---- Available data

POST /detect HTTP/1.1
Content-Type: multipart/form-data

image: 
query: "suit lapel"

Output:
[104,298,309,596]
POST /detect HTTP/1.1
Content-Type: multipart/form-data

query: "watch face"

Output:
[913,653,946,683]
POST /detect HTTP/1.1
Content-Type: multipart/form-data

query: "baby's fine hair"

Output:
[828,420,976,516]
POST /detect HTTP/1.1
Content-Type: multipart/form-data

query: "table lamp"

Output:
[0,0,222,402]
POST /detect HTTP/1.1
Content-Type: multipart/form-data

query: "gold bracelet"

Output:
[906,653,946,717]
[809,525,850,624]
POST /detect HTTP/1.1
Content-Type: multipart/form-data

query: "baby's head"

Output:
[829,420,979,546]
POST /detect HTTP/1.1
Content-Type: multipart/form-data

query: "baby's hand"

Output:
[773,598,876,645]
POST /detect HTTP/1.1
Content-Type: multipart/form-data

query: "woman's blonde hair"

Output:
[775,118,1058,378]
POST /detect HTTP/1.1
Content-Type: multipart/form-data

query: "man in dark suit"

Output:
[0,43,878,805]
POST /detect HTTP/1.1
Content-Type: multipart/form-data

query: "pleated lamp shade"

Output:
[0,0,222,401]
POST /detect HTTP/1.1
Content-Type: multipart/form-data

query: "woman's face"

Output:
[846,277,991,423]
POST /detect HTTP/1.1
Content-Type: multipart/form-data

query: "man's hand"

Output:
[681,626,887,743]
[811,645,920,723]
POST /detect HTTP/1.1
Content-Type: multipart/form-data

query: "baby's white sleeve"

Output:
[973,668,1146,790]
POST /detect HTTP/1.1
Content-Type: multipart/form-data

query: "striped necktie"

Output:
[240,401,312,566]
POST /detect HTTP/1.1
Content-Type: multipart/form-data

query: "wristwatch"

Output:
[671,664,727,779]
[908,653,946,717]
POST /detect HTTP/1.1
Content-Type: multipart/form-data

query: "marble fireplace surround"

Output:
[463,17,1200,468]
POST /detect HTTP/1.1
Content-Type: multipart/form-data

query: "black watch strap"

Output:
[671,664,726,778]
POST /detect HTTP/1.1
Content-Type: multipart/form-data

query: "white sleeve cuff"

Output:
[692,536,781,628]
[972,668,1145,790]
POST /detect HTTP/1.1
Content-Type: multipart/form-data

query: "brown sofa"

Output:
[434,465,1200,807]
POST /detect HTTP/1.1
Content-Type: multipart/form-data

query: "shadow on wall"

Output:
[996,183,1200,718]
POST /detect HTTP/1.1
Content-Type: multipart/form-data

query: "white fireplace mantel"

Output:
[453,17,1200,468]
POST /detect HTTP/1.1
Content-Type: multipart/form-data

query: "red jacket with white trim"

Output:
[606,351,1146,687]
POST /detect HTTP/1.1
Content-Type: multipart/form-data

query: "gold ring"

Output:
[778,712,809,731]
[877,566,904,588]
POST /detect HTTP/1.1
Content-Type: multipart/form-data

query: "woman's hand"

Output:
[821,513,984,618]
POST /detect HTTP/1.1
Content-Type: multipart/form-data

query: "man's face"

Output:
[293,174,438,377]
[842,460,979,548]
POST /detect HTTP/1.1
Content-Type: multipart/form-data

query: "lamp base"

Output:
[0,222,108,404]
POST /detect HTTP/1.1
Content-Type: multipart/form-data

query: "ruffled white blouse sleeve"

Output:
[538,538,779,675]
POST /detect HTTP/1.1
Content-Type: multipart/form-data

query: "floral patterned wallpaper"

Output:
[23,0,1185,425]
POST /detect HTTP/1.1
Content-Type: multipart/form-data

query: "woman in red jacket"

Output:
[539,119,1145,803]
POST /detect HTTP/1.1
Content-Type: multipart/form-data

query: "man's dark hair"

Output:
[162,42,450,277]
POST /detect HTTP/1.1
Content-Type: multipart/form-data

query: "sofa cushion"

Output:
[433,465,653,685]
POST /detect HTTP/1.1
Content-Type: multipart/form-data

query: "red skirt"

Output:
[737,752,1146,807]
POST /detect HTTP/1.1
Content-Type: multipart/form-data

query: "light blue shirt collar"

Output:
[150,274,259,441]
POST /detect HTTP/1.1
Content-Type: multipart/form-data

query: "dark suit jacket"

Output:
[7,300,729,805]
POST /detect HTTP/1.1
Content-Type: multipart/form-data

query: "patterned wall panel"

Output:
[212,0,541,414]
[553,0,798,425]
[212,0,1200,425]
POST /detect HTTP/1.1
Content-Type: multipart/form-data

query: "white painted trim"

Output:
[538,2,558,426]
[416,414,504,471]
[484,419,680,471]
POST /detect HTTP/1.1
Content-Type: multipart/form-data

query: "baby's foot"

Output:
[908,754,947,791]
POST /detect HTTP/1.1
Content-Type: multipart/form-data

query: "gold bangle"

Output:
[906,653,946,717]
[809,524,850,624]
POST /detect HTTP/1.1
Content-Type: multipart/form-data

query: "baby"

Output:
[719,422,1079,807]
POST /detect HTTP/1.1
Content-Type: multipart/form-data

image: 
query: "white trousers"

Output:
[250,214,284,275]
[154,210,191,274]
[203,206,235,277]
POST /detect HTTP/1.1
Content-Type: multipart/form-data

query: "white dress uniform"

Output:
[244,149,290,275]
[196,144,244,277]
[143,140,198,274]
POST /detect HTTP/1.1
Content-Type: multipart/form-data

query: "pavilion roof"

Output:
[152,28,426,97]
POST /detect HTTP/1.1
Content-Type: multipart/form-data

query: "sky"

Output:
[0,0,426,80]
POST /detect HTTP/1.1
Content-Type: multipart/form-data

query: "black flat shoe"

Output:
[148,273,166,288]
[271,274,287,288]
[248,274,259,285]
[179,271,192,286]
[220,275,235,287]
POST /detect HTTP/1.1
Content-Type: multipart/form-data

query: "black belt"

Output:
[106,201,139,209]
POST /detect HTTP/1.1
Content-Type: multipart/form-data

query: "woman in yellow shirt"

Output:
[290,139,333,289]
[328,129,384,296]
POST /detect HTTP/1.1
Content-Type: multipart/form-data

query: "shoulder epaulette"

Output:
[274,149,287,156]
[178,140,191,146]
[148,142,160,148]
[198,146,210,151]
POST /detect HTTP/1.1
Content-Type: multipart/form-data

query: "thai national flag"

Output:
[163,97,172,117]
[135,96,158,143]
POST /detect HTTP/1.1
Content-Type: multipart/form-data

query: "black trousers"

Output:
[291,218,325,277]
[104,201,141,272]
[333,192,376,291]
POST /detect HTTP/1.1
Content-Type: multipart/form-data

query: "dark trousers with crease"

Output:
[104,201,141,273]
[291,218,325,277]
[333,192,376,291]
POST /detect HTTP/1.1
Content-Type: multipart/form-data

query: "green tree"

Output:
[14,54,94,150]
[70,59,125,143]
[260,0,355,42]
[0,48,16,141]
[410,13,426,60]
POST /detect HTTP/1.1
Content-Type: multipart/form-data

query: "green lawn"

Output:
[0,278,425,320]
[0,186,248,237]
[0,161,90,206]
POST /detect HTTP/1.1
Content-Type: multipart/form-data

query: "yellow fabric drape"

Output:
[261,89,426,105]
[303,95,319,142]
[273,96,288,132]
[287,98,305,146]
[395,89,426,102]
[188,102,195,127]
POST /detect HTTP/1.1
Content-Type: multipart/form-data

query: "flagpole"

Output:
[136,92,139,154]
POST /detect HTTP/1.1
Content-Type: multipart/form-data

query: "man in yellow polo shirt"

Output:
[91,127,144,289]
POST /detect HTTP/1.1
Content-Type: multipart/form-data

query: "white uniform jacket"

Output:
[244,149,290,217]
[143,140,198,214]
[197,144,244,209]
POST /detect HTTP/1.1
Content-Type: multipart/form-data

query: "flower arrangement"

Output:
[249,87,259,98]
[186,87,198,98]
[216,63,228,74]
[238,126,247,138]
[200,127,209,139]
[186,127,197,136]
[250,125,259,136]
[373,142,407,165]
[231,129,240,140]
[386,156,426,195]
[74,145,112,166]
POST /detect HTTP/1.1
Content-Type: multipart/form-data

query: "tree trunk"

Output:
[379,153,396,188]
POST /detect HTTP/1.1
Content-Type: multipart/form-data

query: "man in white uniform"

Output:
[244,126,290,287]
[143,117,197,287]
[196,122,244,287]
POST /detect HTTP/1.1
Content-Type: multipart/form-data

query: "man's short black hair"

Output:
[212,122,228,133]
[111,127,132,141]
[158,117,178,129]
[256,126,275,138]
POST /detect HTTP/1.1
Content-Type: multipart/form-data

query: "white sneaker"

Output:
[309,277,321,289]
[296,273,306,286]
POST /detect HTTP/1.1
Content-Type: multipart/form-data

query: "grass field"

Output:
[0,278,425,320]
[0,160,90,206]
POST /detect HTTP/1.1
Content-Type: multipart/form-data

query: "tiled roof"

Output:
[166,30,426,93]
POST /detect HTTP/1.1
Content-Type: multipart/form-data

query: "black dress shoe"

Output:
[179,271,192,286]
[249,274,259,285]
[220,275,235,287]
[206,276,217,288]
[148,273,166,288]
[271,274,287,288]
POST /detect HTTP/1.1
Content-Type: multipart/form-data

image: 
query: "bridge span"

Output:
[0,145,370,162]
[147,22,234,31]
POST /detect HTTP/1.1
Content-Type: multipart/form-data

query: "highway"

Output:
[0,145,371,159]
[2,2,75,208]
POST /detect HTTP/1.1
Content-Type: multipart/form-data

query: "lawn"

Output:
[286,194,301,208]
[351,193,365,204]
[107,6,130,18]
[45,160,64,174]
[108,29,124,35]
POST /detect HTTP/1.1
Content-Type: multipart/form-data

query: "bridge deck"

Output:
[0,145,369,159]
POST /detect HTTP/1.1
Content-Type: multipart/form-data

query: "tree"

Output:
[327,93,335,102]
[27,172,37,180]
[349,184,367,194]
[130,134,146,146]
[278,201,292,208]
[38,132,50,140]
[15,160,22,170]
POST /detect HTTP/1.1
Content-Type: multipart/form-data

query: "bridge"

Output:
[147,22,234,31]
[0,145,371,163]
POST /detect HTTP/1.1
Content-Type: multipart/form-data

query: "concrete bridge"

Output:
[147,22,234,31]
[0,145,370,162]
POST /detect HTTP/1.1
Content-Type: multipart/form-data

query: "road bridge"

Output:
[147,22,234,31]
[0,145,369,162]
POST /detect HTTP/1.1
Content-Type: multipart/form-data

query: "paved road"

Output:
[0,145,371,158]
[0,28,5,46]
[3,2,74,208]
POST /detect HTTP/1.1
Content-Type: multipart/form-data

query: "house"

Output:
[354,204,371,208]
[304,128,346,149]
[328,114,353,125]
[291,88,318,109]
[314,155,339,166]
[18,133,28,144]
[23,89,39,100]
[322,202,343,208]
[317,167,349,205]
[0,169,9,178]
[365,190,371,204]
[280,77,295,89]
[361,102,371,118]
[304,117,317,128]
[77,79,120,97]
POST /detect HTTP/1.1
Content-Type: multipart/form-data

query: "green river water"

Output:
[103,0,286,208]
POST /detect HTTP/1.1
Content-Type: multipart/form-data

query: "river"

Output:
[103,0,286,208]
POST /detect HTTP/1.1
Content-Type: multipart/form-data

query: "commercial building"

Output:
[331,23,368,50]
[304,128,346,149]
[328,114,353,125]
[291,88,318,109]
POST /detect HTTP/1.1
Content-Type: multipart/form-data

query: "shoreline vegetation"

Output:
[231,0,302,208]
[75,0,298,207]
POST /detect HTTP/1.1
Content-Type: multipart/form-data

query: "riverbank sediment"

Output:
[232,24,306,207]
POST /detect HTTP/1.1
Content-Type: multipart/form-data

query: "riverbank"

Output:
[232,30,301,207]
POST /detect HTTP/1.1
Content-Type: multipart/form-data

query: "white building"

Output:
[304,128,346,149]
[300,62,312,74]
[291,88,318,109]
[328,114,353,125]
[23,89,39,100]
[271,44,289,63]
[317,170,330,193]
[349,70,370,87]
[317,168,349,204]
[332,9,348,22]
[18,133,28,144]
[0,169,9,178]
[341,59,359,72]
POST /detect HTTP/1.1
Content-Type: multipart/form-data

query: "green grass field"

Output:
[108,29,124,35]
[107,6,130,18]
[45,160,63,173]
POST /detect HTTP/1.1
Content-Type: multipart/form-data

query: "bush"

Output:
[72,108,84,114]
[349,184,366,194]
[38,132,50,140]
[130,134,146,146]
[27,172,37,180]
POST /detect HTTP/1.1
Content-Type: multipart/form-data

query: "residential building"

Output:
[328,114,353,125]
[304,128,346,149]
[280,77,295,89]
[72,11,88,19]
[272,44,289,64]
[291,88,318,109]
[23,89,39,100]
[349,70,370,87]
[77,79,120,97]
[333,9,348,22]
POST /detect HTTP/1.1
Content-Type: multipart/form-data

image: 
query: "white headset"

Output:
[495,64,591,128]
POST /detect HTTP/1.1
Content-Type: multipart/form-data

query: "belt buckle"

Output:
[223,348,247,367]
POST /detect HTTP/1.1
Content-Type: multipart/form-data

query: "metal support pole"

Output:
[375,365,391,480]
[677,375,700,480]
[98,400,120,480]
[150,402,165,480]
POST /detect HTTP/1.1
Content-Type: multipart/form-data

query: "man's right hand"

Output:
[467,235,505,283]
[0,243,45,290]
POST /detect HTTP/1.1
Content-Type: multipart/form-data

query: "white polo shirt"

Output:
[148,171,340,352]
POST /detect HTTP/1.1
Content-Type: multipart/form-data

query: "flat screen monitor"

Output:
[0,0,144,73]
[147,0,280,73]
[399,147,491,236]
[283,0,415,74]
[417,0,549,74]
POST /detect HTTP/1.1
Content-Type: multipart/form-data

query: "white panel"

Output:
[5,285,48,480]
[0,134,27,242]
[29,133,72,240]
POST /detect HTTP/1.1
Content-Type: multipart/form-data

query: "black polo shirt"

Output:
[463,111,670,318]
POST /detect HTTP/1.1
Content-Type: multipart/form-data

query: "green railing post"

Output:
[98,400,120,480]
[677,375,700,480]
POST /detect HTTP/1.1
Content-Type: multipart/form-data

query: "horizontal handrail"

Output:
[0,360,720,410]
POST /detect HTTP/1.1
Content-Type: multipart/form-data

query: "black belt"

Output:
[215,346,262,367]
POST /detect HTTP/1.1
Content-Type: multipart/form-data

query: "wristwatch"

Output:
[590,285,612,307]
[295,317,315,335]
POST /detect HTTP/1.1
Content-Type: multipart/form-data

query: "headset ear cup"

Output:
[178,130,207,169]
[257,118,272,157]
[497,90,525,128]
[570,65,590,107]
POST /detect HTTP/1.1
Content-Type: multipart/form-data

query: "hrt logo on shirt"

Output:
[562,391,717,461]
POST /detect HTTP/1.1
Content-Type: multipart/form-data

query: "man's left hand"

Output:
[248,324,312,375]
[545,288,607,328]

--------

Required work:
Return the lines above unchanged, starting at the first line and ending at the line that contains "[809,525,850,624]", with both of those lines included.

Task solution:
POST /detect HTTP/1.1
Content-Type: multipart/form-data

image: 
query: "suit lapel"

Output:
[104,298,309,596]
POST /detect HTTP/1.1
Content-Type: multipart/form-data

query: "watch face"

Output:
[913,653,946,683]
POST /detect HTTP/1.1
Content-Type: multipart/form-data

query: "baby's fine hair"

Output:
[828,420,976,516]
POST /detect HTTP/1.1
Content-Type: multipart/form-data

query: "table lamp"

Output:
[0,0,222,402]
POST /detect HTTP/1.1
Content-Type: multipart/form-data

query: "gold bracelet"

Output:
[906,653,946,717]
[809,525,850,624]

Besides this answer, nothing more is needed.